▶ _PROBLEM STATEMENT_
Exclude the pictures, then quote exactly the lines from the one holding "Would you kindly pick out the panda head" through the last line of the records.

________

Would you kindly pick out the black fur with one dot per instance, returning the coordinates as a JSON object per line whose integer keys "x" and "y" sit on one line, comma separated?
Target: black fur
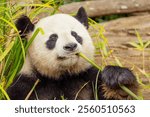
{"x": 77, "y": 37}
{"x": 50, "y": 44}
{"x": 82, "y": 17}
{"x": 69, "y": 85}
{"x": 115, "y": 75}
{"x": 24, "y": 25}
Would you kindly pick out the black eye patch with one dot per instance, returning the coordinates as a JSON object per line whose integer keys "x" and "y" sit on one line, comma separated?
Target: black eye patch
{"x": 50, "y": 44}
{"x": 77, "y": 37}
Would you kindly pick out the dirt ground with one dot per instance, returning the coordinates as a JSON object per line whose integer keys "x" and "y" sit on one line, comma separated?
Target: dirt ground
{"x": 122, "y": 31}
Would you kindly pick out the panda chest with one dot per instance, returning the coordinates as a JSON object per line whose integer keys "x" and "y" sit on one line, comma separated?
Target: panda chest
{"x": 67, "y": 88}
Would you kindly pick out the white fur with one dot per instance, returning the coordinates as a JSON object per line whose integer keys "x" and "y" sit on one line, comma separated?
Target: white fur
{"x": 45, "y": 60}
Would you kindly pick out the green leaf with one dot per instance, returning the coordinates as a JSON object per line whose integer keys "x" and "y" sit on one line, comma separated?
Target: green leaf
{"x": 6, "y": 51}
{"x": 147, "y": 44}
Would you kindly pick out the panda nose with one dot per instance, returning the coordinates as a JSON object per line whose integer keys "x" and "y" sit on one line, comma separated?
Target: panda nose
{"x": 70, "y": 47}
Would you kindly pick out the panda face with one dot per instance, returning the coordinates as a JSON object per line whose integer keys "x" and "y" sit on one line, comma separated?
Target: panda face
{"x": 56, "y": 51}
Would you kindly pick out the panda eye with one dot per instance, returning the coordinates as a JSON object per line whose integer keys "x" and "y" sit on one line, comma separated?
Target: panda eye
{"x": 51, "y": 42}
{"x": 76, "y": 36}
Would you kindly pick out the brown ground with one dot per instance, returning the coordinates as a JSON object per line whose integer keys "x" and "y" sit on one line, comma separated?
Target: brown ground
{"x": 121, "y": 31}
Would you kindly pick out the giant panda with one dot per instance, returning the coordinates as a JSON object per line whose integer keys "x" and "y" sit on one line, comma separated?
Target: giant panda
{"x": 53, "y": 59}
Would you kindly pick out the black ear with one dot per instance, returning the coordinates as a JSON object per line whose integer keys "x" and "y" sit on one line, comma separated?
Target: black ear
{"x": 82, "y": 17}
{"x": 24, "y": 25}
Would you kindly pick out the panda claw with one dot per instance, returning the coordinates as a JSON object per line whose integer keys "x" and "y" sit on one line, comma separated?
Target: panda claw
{"x": 113, "y": 76}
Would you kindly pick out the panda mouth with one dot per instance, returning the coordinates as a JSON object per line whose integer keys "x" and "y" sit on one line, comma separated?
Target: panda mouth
{"x": 73, "y": 55}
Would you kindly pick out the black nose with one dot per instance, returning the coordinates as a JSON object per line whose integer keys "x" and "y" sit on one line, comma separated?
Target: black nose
{"x": 70, "y": 47}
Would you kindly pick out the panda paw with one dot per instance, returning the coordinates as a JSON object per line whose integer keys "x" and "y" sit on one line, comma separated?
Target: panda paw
{"x": 112, "y": 77}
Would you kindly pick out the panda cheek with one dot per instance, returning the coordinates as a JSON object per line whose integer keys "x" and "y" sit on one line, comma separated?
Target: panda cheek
{"x": 50, "y": 44}
{"x": 79, "y": 39}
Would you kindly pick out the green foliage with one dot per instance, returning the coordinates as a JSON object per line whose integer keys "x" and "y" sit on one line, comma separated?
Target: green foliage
{"x": 13, "y": 49}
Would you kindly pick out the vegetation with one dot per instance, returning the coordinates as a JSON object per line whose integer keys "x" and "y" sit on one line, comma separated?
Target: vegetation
{"x": 13, "y": 49}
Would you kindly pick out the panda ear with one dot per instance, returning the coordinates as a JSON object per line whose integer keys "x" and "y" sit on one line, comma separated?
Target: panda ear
{"x": 24, "y": 25}
{"x": 82, "y": 17}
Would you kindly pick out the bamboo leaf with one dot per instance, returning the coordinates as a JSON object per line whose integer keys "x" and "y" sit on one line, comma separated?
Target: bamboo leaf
{"x": 6, "y": 51}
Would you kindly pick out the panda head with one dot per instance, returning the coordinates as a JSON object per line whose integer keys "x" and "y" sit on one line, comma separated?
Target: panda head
{"x": 55, "y": 52}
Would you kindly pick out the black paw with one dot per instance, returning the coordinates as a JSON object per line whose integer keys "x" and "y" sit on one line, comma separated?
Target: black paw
{"x": 113, "y": 76}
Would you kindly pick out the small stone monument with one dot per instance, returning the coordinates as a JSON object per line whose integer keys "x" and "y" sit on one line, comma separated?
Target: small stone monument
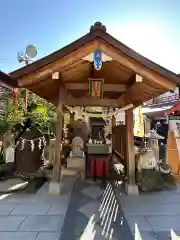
{"x": 153, "y": 143}
{"x": 77, "y": 147}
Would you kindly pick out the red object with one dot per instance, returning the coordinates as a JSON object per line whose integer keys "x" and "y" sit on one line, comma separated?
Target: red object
{"x": 15, "y": 93}
{"x": 99, "y": 166}
{"x": 175, "y": 108}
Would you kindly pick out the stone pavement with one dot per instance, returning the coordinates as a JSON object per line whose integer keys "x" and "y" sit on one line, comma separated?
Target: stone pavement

________

▶ _ANSWER FOR THE TASK_
Would you kindly pick out the panda head with one dot per instance, returning the coordinates as a JSON object per line whose integer keys "x" and "y" sit on one line, comma separated?
Target: panda head
{"x": 55, "y": 52}
Would you kindly pick out the black paw with one dot per instance, returning the coordinates as a JSON object per line whose integer keys "x" and "y" sit on one line, comma separated?
Target: black paw
{"x": 113, "y": 76}
Would you kindly pick out the small stone monument with one dot per instance, returning the coordinates as a JSON object per line whose integer keys "x" and "y" sit on one line, comma separated?
Target: small stone monument
{"x": 153, "y": 143}
{"x": 77, "y": 147}
Would you kindly pick out the red object with one dot per instance, returning the coordinates as a JSON object per line whose integer keys "x" and "y" sit on one line, comma separated?
Target: red object
{"x": 15, "y": 93}
{"x": 99, "y": 166}
{"x": 175, "y": 108}
Would you kindly pick out the stone pavement with one dot per instance, returning the coordinates as a JSON object per line whose integer keys "x" and "y" sit on one line, comma separated?
Target: stone pavement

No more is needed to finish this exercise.